Saved entries ->
- Opening Delimiter -

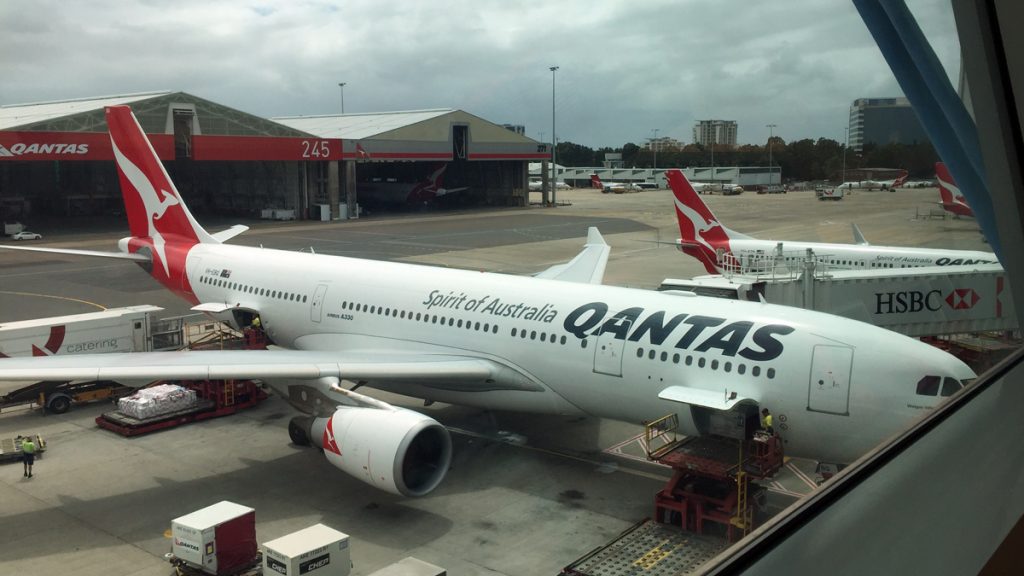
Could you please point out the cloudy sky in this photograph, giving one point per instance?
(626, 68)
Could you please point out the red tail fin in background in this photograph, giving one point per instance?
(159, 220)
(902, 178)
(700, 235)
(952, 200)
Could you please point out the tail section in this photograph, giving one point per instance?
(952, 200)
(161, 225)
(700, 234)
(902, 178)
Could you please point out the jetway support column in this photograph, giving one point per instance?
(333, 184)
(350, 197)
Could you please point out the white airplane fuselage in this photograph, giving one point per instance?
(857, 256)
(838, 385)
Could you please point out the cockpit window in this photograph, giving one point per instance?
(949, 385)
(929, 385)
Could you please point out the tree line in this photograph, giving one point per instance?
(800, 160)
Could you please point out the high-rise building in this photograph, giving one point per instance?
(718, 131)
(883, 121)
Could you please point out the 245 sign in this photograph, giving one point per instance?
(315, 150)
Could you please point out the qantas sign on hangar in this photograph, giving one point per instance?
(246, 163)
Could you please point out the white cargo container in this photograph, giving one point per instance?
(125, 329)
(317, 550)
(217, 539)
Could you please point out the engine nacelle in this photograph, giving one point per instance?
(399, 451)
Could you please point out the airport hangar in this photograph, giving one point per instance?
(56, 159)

- Closing Delimiter -
- Opening Delimiter -

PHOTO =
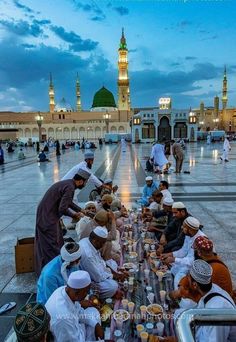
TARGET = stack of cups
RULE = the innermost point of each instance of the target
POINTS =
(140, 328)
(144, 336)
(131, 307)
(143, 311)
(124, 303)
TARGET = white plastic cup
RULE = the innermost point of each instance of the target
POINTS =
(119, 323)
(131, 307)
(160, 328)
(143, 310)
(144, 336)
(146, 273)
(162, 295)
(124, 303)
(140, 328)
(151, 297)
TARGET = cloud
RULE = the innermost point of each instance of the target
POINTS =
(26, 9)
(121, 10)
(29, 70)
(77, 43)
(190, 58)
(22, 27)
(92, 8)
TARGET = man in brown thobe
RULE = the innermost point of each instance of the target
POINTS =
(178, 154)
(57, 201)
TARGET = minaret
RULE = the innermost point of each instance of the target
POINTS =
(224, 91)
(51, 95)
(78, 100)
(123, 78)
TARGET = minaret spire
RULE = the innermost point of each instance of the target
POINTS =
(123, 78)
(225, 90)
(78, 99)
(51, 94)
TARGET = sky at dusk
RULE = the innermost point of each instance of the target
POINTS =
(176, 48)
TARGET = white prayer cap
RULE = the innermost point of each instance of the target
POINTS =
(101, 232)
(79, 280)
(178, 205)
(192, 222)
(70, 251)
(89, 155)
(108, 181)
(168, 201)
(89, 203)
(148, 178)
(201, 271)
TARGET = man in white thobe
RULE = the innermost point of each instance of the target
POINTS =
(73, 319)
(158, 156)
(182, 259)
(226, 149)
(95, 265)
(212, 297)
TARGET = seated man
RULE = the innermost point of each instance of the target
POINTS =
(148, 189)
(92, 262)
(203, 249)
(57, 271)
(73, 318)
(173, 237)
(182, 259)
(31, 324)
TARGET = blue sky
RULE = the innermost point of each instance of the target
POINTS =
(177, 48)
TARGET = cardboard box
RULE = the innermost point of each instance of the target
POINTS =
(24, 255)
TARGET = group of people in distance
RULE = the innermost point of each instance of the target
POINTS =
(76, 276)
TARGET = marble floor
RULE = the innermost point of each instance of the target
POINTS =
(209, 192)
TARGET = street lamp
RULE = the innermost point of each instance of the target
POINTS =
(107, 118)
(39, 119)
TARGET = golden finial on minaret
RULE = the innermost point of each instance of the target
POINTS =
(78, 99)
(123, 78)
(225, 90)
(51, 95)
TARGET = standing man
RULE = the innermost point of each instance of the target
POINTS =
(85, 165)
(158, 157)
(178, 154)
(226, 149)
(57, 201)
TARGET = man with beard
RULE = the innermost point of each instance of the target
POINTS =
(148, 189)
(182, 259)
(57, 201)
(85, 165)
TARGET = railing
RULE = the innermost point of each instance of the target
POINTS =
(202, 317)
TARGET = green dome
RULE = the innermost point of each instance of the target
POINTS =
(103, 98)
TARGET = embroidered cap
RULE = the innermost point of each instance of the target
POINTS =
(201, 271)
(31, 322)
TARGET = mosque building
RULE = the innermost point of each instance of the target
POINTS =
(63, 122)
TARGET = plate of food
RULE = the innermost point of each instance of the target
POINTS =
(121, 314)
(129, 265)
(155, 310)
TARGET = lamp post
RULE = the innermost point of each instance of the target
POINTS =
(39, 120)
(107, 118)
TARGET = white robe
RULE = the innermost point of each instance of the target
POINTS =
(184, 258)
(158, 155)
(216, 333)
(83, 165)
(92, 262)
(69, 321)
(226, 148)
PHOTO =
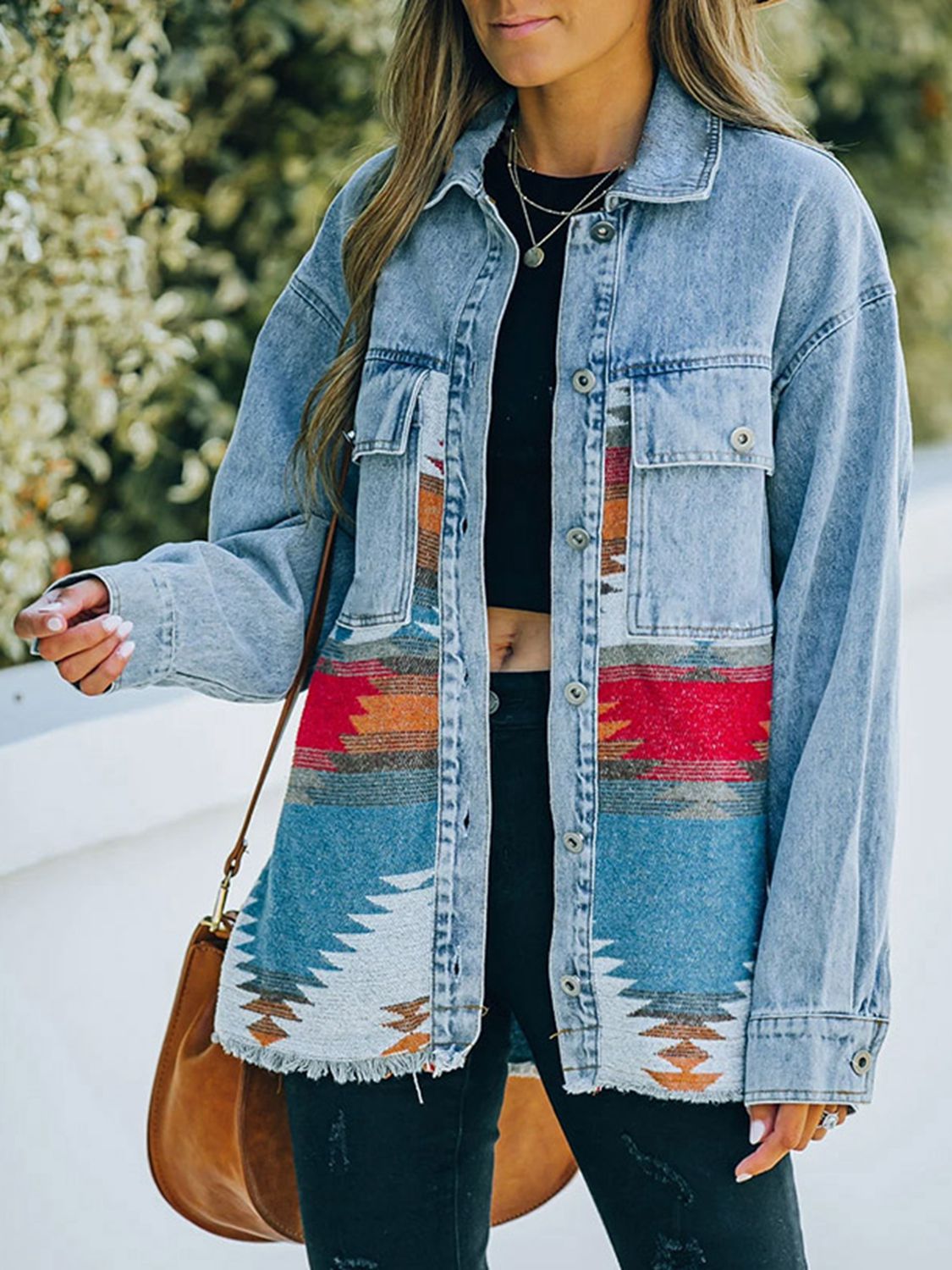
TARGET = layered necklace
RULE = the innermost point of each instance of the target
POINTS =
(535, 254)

- Closing Delimiter -

EXERCISE PROMPT -> Above are the records. Identify each line that contains the word "thobe".

EXERCISE ANSWER ->
TARGET = man in brown thobe
TARGET = man in white thobe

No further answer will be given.